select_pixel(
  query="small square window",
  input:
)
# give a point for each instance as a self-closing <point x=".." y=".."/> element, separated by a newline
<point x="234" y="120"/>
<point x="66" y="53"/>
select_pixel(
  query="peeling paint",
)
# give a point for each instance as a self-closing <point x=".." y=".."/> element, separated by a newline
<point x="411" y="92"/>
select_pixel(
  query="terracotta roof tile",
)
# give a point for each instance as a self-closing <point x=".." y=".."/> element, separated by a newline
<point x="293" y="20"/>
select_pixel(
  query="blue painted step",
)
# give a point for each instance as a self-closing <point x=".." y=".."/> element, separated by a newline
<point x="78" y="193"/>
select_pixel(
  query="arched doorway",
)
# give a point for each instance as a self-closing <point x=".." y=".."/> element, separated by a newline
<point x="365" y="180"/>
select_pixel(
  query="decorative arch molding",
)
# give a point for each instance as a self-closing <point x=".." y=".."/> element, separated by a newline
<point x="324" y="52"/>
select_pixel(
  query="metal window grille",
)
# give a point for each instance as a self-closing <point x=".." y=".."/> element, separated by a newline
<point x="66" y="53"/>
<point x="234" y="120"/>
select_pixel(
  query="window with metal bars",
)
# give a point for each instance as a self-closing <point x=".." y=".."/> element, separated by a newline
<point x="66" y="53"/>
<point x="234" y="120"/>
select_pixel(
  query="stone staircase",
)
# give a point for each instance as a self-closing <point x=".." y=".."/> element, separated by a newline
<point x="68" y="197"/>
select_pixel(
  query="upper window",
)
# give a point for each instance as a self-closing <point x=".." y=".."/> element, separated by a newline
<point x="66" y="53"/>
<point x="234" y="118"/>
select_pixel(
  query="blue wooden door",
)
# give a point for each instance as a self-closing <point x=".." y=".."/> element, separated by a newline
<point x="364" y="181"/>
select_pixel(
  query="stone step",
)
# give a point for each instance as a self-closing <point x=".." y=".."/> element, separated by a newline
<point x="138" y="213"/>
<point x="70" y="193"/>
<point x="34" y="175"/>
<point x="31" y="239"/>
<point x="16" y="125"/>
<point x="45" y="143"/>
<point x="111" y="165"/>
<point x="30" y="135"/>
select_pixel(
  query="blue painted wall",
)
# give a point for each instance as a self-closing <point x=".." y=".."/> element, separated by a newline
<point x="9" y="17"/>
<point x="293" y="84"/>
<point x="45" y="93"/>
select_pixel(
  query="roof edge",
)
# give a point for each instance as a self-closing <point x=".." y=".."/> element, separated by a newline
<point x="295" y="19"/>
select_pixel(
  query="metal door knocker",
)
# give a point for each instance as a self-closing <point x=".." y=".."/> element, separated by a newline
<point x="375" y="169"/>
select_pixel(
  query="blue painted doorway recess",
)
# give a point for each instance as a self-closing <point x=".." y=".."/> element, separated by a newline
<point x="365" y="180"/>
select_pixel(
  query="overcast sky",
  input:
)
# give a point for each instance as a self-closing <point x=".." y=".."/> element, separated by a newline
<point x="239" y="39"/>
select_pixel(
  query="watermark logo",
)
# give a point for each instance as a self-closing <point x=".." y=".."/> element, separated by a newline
━━━
What the task requires:
Please tally every line of the material above that has the string "painted", and write only the total.

Task output:
3